## BEGIN PAGE TEXT

[RFC] New audio output architecture

Mon May 6 22:36:50 CEST 2002

way to go !

Christophe Massiot wrote:
> 
> À (At) 23:31 +0200 3/05/2002, Christophe Massiot écrivait (wrote) :
> 
> >I'm updating my document with a few major new ideas I've had today,
> >and after that I think I'm gonna start writing the core functions.
> 
> Enjoy. I rewrote the ending.
> 
> 1. General architecture of aout3
>     =============================
> Whereas aout2 relied on the DSP plug-in behavior, aout3 is designed
> for modern callback-based audio API, such as Mac OS X CoreAudio. Of
> course DSP can still be implemented, but using some kind of emulation.
> 
> | The following schematic has changed :
> 
>   +------+    +---------+    +---------+    +---------+
>   | adec | -> |   Pre-  | -> |  Mix &  | -> |  Post-  | -> buffer #0
>   |      |    | filters |    | Downmix |    | filters |    buffer #-1
>   +------+    +---------+    +---------+    +---------+    buffer #-2    +--+
>                                                            buffer #-3 -> |HW|
>                                                                          +--+
>   <--------------------->    <------------------------>    <---------------->
>     audio decoder thread         audio mixer thread         audio output thr
> 
>               <--------->    <--------->    <--------->    <---------------->
> modules :    aout filters    aout mixer    aout filters        aout aal
> 
> [aal = architecture abstraction layer]
> 
> As you see, the major idea behind aout3 is to split the audio output
> thread in two threads. As a matter of fact, the current aout fulfills
> two contradictory missions : heavy calculation for mixing and
> resampling, and wait for a VERY accurate date to DMA the buffer to
> the hardware.
> 
> The audio mixer thread takes up almost all functions of the current
> audio output. The new audio output IO thread only cares about taking
> the first spooled buffer and DMAing it to the hardware. The latter
> thread implementation will greatly differ between architectures. For
> instance the Mac OS X CoreAudio plug-in will not need spawning a
> thread, since this is already done by CoreAudio's IO thread. The DSP
> plug-in on the contrary will launch a new thread, and spend its time
> doing blocking write() calls.
> 
> On systems having real-time capabilities, the audio output IO thread
> should be assigned a VERY HIGH priority, so that DMA transfers are
> not even slightly delayed. This is the case in CoreAudio.
> 
> With that architecture, the only way we will have buffer underruns is
> if the audio mixer thread doesn't have time to prepare the samples.

## END PAGE TEXT

• _TASK REQUIREMENTS_:
A. Summarize the aout3 proposal in two sentences.
B. Transcribe the part of the aout3 proposal that opens with the words containing "way to go !" and closes with "rewrote the ending.".
Work only from the aout3 proposal.

## BEGIN DATA

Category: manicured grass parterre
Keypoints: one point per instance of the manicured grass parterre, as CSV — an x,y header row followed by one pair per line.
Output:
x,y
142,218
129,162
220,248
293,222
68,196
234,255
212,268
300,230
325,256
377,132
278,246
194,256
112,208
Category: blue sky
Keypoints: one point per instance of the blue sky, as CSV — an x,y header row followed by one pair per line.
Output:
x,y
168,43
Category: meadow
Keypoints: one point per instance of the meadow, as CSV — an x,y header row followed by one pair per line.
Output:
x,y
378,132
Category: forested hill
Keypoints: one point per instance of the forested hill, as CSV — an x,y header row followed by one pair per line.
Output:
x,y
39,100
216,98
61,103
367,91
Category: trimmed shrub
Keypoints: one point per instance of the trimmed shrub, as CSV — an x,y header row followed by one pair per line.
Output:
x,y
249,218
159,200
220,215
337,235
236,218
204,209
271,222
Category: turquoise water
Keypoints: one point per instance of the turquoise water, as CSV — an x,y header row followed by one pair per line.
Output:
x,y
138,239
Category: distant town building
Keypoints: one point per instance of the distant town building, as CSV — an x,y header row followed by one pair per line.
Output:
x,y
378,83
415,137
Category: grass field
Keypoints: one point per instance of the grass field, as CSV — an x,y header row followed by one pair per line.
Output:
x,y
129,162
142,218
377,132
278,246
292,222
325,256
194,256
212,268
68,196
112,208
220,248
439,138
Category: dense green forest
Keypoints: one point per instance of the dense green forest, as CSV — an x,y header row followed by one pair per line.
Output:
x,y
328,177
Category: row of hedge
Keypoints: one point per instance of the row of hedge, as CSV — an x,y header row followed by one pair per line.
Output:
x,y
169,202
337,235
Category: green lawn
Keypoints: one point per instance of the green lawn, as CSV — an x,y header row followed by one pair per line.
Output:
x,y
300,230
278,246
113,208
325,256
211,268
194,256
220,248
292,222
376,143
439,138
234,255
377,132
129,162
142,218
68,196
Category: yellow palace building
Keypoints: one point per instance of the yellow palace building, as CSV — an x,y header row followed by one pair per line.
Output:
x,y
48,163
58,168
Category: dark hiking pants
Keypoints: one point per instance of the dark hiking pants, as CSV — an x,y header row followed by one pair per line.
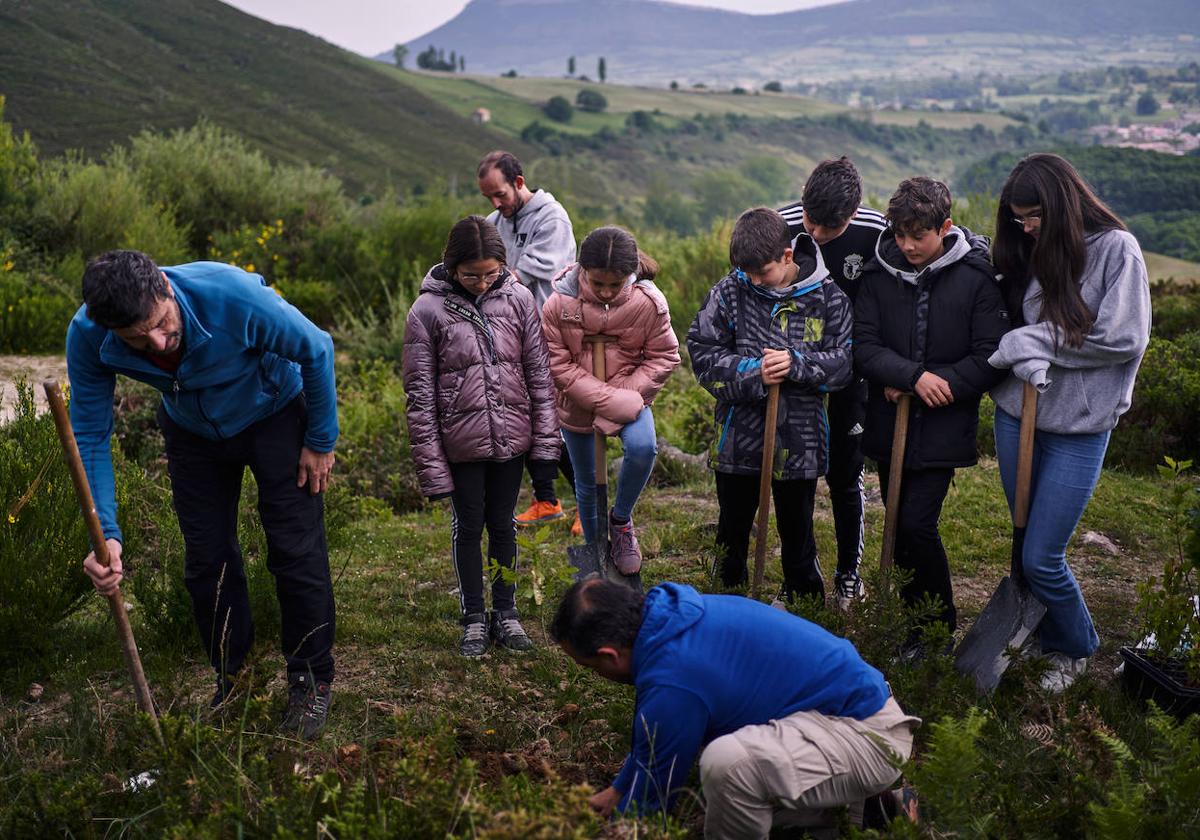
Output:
x,y
738,498
205,481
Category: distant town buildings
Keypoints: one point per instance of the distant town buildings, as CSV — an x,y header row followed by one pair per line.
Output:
x,y
1176,136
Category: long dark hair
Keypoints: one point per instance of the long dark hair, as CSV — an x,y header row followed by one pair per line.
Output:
x,y
612,249
471,239
1057,256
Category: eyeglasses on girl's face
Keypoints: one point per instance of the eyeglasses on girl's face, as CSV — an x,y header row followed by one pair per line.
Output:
x,y
1027,217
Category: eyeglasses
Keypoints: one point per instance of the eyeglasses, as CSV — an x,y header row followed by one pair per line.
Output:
x,y
490,277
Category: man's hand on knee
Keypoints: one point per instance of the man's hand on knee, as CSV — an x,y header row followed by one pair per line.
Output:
x,y
106,579
604,802
315,469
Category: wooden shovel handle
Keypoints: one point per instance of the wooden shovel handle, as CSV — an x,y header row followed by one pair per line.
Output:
x,y
895,473
600,372
99,545
765,475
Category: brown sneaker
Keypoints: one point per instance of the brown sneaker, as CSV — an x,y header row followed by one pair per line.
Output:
x,y
539,513
624,551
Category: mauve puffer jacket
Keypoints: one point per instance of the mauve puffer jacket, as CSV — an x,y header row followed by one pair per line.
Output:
x,y
637,364
478,379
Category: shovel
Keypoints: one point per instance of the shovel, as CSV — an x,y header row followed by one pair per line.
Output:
x,y
96,535
765,475
895,473
594,559
1013,612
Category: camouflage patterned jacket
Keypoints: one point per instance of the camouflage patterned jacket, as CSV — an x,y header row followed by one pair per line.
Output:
x,y
726,340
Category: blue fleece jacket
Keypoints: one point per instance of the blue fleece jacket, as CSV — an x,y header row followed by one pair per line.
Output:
x,y
247,353
707,665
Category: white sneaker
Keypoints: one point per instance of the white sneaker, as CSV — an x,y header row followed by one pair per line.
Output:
x,y
849,588
1063,671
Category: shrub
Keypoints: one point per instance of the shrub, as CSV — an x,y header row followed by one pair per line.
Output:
x,y
1165,412
215,181
558,109
591,100
42,534
91,208
34,317
373,457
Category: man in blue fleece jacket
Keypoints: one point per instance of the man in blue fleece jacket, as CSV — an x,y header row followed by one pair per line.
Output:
x,y
792,723
246,381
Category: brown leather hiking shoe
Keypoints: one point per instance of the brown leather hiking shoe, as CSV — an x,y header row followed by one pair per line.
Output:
x,y
539,513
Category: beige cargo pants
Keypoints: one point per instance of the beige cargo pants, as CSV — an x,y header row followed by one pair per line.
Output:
x,y
797,771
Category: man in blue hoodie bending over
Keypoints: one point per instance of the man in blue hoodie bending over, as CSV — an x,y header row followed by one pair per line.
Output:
x,y
246,381
789,721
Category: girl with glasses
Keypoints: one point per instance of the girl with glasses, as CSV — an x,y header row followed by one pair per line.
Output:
x,y
1077,288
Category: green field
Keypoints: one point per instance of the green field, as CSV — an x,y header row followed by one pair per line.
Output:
x,y
515,102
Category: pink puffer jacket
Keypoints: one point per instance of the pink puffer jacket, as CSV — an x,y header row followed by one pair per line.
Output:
x,y
637,364
478,379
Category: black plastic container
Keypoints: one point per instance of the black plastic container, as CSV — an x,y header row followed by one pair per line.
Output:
x,y
1159,681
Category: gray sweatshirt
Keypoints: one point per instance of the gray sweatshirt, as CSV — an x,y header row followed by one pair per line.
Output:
x,y
539,243
1083,389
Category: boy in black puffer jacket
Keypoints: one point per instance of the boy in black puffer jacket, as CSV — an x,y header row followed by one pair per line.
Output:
x,y
929,313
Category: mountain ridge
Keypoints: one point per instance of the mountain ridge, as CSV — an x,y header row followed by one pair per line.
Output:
x,y
654,41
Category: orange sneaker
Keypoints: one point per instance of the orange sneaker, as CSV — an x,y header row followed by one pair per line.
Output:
x,y
538,513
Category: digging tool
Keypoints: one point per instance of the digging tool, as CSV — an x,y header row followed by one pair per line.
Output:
x,y
595,557
895,473
1013,612
765,475
96,535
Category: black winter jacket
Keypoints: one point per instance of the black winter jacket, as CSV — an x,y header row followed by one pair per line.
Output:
x,y
946,318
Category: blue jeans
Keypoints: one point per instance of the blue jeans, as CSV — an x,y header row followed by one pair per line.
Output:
x,y
1066,468
641,447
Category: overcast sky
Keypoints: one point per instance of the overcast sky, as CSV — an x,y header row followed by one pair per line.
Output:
x,y
372,27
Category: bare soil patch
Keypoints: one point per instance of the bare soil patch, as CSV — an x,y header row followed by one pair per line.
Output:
x,y
34,370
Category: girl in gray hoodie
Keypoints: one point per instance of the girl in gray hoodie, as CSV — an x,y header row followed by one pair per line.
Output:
x,y
1075,283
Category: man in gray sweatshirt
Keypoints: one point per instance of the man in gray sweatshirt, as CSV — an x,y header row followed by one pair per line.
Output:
x,y
535,228
539,243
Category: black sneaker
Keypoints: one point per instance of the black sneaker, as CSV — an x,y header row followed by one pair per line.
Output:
x,y
474,635
307,706
507,631
849,588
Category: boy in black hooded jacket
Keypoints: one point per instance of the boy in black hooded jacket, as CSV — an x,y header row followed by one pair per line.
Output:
x,y
928,316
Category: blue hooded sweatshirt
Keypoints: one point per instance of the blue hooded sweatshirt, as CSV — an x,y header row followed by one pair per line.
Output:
x,y
247,353
707,665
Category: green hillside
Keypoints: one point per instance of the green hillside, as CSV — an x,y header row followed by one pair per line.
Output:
x,y
87,73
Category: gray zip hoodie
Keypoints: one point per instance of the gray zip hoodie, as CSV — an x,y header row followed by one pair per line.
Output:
x,y
539,243
1083,389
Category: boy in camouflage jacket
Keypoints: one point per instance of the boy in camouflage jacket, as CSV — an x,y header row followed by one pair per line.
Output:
x,y
777,318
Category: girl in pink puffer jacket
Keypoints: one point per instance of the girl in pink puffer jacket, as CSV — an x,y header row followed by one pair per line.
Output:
x,y
610,292
479,397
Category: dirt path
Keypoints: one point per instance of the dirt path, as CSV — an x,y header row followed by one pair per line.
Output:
x,y
33,370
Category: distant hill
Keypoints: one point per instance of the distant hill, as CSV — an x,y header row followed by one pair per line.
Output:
x,y
653,41
88,73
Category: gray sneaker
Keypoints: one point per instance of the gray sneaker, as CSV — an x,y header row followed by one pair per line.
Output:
x,y
624,552
849,588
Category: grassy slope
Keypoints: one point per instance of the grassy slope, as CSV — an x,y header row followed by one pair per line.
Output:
x,y
1162,267
89,75
399,670
463,94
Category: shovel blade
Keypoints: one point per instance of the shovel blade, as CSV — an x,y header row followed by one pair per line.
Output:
x,y
1008,619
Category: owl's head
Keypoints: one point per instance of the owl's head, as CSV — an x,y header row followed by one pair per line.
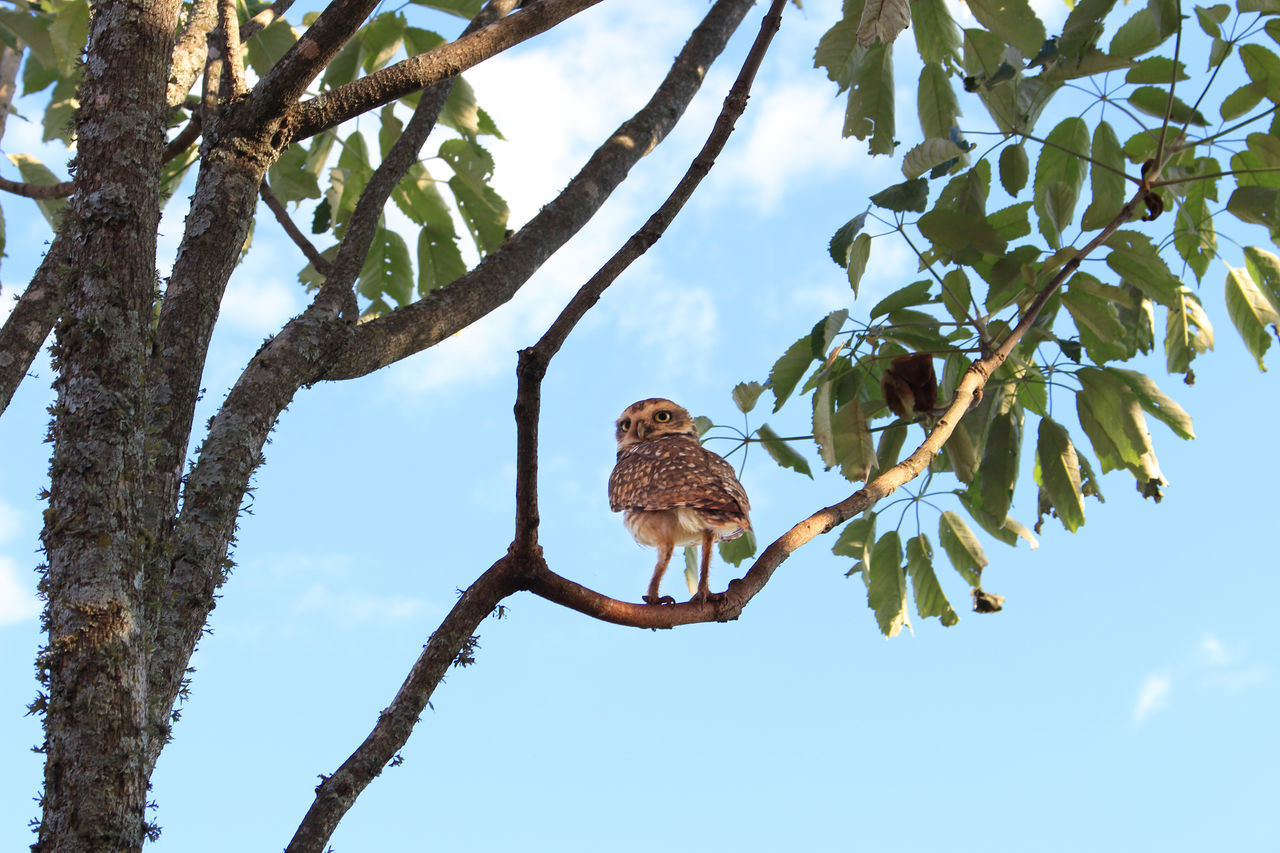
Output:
x,y
650,419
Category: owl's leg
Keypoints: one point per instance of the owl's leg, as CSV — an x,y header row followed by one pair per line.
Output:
x,y
663,559
704,592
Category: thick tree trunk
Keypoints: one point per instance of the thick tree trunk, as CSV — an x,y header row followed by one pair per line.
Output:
x,y
95,721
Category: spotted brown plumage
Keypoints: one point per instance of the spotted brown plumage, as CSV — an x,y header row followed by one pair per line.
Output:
x,y
671,489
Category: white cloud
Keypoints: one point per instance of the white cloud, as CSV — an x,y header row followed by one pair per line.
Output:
x,y
1152,696
17,601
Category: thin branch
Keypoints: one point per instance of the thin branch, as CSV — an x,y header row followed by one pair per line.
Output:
x,y
426,69
191,49
229,44
300,240
425,323
574,596
535,360
31,320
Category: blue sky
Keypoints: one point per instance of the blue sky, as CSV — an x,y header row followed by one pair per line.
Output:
x,y
1124,699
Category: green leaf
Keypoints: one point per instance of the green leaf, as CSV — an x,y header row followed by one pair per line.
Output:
x,y
789,370
1057,471
1242,100
903,197
963,548
886,585
1211,18
782,452
959,232
739,548
997,475
856,538
1157,404
483,209
858,258
289,178
1137,261
382,37
851,441
842,241
1013,21
869,113
913,293
1251,311
1098,324
32,30
32,170
1153,100
1156,69
936,103
745,393
929,598
438,260
1257,205
269,45
1111,416
1137,36
956,295
1187,332
388,269
1013,168
928,154
1262,67
1059,177
465,9
1106,178
937,39
1265,270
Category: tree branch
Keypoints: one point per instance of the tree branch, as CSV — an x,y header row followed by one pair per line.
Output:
x,y
425,323
35,314
535,360
191,49
549,585
426,69
336,794
300,240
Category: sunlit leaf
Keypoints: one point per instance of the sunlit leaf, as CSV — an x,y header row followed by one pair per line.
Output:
x,y
928,154
886,587
1057,471
1011,21
1059,176
929,598
963,548
1251,311
1106,178
1013,168
782,452
1187,332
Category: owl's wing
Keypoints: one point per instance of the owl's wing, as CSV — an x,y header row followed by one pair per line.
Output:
x,y
675,471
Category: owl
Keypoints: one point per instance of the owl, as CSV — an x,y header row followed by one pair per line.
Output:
x,y
672,491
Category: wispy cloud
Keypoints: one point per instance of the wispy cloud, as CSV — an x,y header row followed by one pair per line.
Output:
x,y
1212,664
1152,696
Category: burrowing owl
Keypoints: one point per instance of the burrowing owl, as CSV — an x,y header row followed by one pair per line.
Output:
x,y
672,489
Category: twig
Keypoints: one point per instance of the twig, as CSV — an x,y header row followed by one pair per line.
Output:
x,y
300,240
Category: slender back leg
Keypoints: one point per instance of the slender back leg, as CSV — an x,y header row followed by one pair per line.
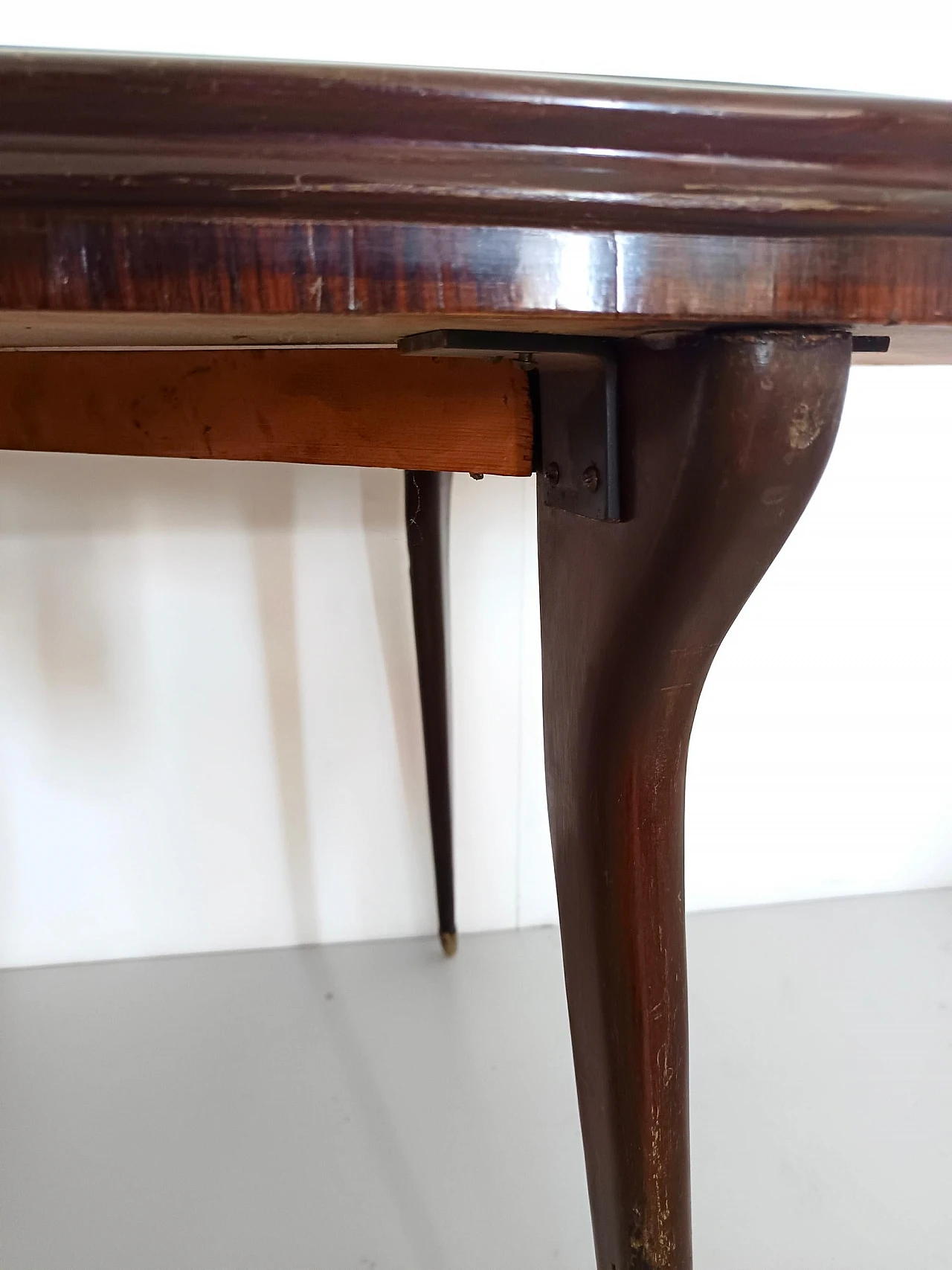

## END DATA

• _EXERCISE SOLUTIONS_:
A. The aout3 design is built for callback-based audio APIs such as Mac OS X CoreAudio, and its main idea is to split the audio output thread in two: a mixer thread that takes over almost all functions of the current audio output, and an IO thread that only takes the first spooled buffer and sends it to the hardware. On systems with real-time capabilities, the IO thread should get a very high priority, and buffer underruns should happen only if the mixer thread lacks time to prepare the samples.

B.
way to go !

Christophe Massiot wrote:
> 
> À (At) 23:31 +0200 3/05/2002, Christophe Massiot écrivait (wrote) :
> 
> >I'm updating my document with a few major new ideas I've had today,
> >and after that I think I'm gonna start writing the core functions.
> 
> Enjoy. I rewrote the ending.